Records:
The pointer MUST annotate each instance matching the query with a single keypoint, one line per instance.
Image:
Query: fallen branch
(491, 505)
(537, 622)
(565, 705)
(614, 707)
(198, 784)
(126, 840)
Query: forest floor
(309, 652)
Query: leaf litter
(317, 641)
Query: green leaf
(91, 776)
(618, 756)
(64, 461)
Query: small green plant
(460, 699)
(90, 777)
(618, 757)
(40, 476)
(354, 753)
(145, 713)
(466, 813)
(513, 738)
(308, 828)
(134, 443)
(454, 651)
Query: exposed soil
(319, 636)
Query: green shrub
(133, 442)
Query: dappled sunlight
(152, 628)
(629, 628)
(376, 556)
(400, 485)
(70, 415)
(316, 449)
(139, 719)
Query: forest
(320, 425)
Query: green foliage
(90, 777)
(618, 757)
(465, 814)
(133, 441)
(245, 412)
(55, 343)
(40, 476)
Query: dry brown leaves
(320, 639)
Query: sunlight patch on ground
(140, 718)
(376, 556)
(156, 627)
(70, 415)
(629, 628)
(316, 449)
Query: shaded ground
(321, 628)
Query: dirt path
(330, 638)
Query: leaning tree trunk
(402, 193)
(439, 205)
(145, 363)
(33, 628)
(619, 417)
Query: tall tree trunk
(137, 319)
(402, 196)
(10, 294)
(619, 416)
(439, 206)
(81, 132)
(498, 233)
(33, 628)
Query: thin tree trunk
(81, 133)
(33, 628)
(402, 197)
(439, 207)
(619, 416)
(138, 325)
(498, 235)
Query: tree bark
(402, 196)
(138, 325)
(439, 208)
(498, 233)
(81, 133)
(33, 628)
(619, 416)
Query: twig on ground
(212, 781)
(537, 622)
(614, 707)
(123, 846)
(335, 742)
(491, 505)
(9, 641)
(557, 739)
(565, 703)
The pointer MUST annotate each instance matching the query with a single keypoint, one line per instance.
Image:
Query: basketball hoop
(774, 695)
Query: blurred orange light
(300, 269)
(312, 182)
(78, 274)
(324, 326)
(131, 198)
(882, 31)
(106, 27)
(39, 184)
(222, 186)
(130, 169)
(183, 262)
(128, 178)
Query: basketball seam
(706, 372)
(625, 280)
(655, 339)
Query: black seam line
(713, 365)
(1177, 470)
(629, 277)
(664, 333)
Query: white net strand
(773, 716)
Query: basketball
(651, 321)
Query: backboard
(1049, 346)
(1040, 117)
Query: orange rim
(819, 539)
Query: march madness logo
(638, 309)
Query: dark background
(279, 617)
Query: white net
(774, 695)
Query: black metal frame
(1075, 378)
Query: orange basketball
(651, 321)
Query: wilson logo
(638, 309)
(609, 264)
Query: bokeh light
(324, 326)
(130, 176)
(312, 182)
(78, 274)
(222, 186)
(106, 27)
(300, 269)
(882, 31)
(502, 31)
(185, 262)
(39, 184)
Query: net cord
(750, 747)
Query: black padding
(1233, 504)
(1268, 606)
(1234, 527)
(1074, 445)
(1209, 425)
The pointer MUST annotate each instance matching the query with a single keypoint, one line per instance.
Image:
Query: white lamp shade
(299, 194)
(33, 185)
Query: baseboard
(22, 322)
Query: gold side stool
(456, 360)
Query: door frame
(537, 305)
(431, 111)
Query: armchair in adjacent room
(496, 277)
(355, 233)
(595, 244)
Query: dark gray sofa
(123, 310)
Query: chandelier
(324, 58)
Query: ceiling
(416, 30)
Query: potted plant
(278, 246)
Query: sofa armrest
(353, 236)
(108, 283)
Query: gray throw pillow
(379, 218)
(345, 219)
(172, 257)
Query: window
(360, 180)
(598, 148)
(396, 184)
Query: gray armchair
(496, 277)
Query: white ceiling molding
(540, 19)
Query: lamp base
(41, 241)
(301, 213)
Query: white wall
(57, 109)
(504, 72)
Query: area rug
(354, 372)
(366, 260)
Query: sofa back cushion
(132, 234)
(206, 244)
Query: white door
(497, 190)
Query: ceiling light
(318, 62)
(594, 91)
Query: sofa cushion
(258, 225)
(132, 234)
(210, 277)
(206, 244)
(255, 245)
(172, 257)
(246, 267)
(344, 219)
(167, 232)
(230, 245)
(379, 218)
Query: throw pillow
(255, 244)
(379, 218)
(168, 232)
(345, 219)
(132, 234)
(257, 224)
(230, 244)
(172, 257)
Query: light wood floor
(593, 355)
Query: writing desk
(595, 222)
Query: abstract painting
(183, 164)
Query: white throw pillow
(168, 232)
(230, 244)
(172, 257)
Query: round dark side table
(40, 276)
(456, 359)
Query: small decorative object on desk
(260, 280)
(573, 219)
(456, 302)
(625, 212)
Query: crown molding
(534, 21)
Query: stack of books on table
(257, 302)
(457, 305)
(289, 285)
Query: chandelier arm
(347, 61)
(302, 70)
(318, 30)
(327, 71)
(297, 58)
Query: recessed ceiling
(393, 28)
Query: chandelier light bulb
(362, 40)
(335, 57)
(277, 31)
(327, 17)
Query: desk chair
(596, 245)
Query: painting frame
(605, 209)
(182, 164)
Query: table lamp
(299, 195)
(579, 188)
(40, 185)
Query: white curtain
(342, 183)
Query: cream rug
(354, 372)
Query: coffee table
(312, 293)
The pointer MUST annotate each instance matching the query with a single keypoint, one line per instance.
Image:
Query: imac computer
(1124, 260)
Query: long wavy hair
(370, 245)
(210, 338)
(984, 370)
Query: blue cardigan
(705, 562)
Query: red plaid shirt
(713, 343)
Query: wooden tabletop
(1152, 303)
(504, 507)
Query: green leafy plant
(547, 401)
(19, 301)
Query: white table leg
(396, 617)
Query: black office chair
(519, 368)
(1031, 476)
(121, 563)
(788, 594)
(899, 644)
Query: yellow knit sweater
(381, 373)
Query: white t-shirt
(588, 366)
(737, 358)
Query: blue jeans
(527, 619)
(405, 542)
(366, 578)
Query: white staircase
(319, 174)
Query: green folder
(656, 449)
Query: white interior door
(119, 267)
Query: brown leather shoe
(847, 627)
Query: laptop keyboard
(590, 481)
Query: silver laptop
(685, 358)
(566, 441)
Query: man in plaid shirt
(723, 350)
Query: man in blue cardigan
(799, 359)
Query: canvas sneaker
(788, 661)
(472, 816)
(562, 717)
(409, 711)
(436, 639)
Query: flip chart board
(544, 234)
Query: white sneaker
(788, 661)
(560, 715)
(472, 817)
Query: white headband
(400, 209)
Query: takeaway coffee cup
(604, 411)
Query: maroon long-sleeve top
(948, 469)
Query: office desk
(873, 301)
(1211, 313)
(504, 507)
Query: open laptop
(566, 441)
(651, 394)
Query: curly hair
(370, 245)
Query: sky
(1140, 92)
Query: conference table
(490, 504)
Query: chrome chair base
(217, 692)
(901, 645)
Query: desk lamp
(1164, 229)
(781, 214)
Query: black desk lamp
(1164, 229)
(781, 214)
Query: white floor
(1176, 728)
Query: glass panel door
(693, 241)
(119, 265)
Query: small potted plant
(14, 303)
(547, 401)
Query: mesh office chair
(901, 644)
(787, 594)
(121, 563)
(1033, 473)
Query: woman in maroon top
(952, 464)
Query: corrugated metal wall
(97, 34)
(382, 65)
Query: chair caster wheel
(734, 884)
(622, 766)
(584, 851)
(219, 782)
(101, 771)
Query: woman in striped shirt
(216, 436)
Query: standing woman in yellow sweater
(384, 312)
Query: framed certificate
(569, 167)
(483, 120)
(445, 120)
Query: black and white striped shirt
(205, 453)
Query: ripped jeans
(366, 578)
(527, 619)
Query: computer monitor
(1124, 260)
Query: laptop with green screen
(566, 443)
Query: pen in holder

Activity:
Everything from the line containing "Query: white sneaker" to the last line of the material above must be copied exactly, and only that.

Answer to the problem:
Query: white sneaker
(788, 661)
(560, 715)
(472, 817)
Query: white headband
(400, 209)
Query: takeaway coffee cup
(604, 411)
Query: maroon long-sleeve top
(948, 469)
Query: office desk
(873, 301)
(1211, 313)
(504, 507)
Query: open laptop
(566, 441)
(651, 394)
Query: curly hair
(370, 245)
Query: sky
(1140, 92)
Query: conference table
(490, 504)
Query: chrome chair base
(217, 692)
(901, 645)
Query: desk lamp
(1164, 229)
(781, 214)
Query: black desk lamp
(1164, 229)
(781, 214)
Query: white floor
(1176, 728)
Query: glass panel door
(693, 241)
(119, 265)
Query: small potted plant
(14, 303)
(547, 401)
Query: mesh office chair
(901, 644)
(787, 594)
(121, 563)
(1033, 473)
Query: woman in maroon top
(952, 464)
Query: corrugated metal wall
(97, 34)
(382, 65)
Query: chair caster wheel
(734, 884)
(622, 766)
(584, 851)
(219, 782)
(101, 771)
Query: woman in striped shirt
(216, 436)
Query: standing woman in yellow sweater
(384, 312)
Query: framed certificate
(569, 167)
(483, 120)
(445, 120)
Query: black and white striped shirt
(205, 453)
Query: ripped jeans
(366, 578)
(527, 619)
Query: computer monitor
(1124, 260)
Query: laptop with green screen
(566, 443)
Query: pen in holder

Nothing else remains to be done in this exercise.